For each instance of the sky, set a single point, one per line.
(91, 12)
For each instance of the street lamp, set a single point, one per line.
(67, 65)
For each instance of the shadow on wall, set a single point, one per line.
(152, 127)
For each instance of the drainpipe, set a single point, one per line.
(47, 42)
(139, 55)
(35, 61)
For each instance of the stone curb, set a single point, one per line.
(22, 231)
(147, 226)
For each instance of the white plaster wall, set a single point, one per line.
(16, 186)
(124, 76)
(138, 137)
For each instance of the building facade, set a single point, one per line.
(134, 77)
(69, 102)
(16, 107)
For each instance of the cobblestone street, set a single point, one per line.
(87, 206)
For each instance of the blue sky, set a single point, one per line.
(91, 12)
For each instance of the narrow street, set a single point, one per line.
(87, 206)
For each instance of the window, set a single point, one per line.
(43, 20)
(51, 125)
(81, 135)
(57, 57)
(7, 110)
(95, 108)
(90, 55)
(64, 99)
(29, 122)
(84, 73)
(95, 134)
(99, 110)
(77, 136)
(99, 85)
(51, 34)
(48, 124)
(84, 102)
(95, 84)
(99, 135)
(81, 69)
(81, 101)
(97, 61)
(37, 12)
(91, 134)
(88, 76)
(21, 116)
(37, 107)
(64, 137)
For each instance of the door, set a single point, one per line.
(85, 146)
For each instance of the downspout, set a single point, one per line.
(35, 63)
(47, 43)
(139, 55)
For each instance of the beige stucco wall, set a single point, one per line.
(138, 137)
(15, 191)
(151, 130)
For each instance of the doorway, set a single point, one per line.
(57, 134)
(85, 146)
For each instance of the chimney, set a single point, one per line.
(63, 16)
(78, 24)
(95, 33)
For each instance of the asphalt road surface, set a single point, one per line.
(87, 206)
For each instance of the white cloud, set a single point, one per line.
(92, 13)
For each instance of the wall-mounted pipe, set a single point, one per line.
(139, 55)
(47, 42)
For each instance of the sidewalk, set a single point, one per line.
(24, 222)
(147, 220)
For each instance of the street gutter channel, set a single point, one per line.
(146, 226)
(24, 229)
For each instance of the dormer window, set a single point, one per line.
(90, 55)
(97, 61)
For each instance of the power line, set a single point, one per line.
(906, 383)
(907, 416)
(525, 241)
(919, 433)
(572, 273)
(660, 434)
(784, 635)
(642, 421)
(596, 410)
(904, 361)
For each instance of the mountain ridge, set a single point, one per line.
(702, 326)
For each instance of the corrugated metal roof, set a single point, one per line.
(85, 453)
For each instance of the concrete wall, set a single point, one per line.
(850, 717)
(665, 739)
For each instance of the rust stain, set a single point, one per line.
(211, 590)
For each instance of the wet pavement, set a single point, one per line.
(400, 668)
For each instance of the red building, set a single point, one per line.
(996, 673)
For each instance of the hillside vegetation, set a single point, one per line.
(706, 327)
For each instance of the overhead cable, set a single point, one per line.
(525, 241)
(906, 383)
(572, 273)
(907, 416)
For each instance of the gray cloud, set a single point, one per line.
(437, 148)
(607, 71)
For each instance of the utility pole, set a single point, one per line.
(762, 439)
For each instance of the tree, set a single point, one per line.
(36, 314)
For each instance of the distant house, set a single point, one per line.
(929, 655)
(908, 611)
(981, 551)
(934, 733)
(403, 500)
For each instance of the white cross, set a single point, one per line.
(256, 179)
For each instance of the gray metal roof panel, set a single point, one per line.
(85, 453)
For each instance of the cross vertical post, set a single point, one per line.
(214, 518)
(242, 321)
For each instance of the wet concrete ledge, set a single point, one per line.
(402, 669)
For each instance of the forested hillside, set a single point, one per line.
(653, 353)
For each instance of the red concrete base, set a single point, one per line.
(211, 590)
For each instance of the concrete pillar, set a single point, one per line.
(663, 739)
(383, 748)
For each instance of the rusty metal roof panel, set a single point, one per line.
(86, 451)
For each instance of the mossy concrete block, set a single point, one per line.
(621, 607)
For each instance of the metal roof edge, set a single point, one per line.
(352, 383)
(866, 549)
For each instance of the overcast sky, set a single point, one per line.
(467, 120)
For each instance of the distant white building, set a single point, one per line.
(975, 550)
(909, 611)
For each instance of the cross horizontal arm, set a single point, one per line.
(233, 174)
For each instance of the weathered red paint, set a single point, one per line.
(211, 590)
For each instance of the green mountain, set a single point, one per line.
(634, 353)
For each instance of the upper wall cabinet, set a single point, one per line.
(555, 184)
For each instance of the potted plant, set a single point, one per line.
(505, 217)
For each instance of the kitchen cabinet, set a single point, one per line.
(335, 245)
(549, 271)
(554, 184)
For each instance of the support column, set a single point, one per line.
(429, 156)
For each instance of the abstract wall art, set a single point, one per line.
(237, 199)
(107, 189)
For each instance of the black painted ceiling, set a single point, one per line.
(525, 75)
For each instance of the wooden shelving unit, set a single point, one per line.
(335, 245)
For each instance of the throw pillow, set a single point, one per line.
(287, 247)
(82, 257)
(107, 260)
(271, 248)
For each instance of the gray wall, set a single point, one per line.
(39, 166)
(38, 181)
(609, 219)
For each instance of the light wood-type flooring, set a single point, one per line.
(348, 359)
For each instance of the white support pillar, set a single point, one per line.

- Instruction: Output the full listing exactly as it stands.

- Task result:
For each instance of the sky, set a single point, one per line.
(91, 12)
For each instance of the street lamp, set a single point, one per line.
(67, 65)
For each instance of the shadow on wall, set a single point, one per line.
(152, 127)
For each instance of the drainpipe, set a single point, one per line.
(47, 42)
(139, 55)
(35, 61)
For each instance of the stone curb, set a single point, one per line.
(22, 231)
(147, 226)
For each instance of the white plaster wall, set a single point, one per line.
(16, 186)
(124, 76)
(138, 137)
For each instance of the building facade, set a single point, one per line.
(134, 77)
(69, 102)
(16, 107)
For each instance of the cobblestone street, set a single point, one per line.
(87, 206)
For each instance of the blue sky, set a single point, one per line.
(91, 12)
For each instance of the narrow street, set a single point, one per line.
(87, 206)
For each instance of the window, set a single point, one per line.
(43, 20)
(51, 125)
(81, 135)
(57, 57)
(7, 110)
(95, 108)
(90, 55)
(64, 99)
(29, 122)
(84, 73)
(95, 134)
(99, 110)
(77, 136)
(99, 85)
(51, 34)
(48, 124)
(84, 102)
(95, 84)
(99, 135)
(81, 69)
(81, 101)
(97, 61)
(37, 12)
(91, 134)
(88, 76)
(21, 116)
(37, 107)
(64, 137)
For each instance of the door, set a single point, one per line.
(85, 146)
For each instance of the downspout, set a single point, one per line.
(35, 63)
(47, 43)
(139, 55)
For each instance of the beige stucco wall, set a single point, one per line.
(138, 137)
(15, 191)
(151, 130)
For each instance of the doorway, set a single point, one per line.
(57, 134)
(85, 146)
For each instance of the chimney, set a single point, one per line.
(63, 16)
(78, 24)
(95, 33)
For each instance of the asphalt road surface, set a single point, one per line.
(87, 206)
For each instance of the white cloud, set a single point, one per line.
(92, 13)
For each instance of the wall-mounted pipe, set a single point, one per line.
(139, 55)
(47, 42)
For each instance of the sidewalk, set a single point, one per line.
(24, 222)
(147, 220)
For each instance of the street gutter channel, set a single point, one per line.
(146, 226)
(24, 229)
For each instance of the dormer window, set a single point, one per line.
(90, 55)
(97, 61)
For each instance of the power line, set a single point, one per line.
(906, 383)
(907, 416)
(525, 241)
(919, 433)
(572, 273)
(660, 434)
(784, 635)
(642, 421)
(596, 410)
(904, 361)
For each instance of the mountain ridge, set a single point, one per line.
(702, 326)
For each instance of the corrugated metal roof, set a single point, one per line.
(85, 453)
For each instance of the concrete wall, set a single point, one per line.
(850, 717)
(665, 739)
For each instance of the rust stain, set a single point, one per line.
(211, 590)
For each instance of the wet pavement, set a single point, one per line.
(400, 668)
For each instance of the red building, set a single point, one per line.
(996, 673)
For each instance of the hillside vegetation, set a single point, one per line.
(706, 327)
For each instance of the overhead cable, set a single point, one per line.
(525, 241)
(906, 383)
(572, 273)
(907, 416)
For each instance of the gray cloud, set a single point, one per line.
(437, 148)
(607, 71)
For each instance of the utility pole, set a single point, one per line.
(762, 439)
For each instance of the tree, set a single point, one per line.
(36, 314)
For each instance of the distant house, set a single point, one per line.
(929, 655)
(908, 611)
(981, 551)
(934, 733)
(403, 500)
For each instance of the white cross, set a single point, one per line.
(256, 179)
For each instance of the gray metal roof panel, set a single point, one per line.
(85, 453)
For each instance of the cross vertical post, set a single point, one per line.
(214, 518)
(242, 321)
For each instance of the wet concrete ledge, set a single point, one per line.
(402, 669)
For each instance of the forested hillside, set a single point, one per line.
(653, 353)
For each instance of the red concrete base, set a single point, one per line.
(211, 590)
For each instance of the concrete pillar, set a single point, one per line.
(663, 739)
(383, 748)
For each instance of the rusty metal roof panel, set a single point, one per line.
(86, 451)
For each instance of the mossy concrete block, set a single point, one per line.
(621, 607)
For each instance of the metal roof edge, set a single point, one per line.
(352, 383)
(866, 549)
For each instance of the overcast sky, set a single point, one per line.
(467, 120)
For each instance of the distant white building, set a single point, one per line.
(975, 550)
(909, 611)
For each instance of the cross horizontal arm, set a single point, one per line.
(233, 174)
For each instance of the weathered red paint, set a single point, one per line.
(211, 590)
For each instance of the green mountain, set a single point, one per line.
(634, 353)
For each instance of the upper wall cabinet, set a single point, one per line.
(555, 184)
For each instance of the potted plant, set a single point, one per line.
(505, 217)
For each instance of the kitchen cabinet, set a single point, one per line.
(335, 245)
(549, 271)
(554, 184)
For each instance of the support column, set a single point, one per line.
(429, 156)
For each instance of the abstract wall art, set a single point, one per line.
(237, 199)
(107, 189)
For each instance of the black painted ceiling, set a single point, one per line.
(525, 75)
For each instance of the wooden shelving unit, set a single point, one per line.
(335, 245)
For each instance of the throw pillow, set a single point, one per line.
(287, 247)
(82, 257)
(107, 260)
(271, 248)
For each instance of the gray wall, set a single point, one per line.
(39, 166)
(38, 181)
(609, 219)
For each instance of the light wood-type flooring, set a single point, one per line.
(348, 359)
For each instance of the white support pillar, set a single point, one per line.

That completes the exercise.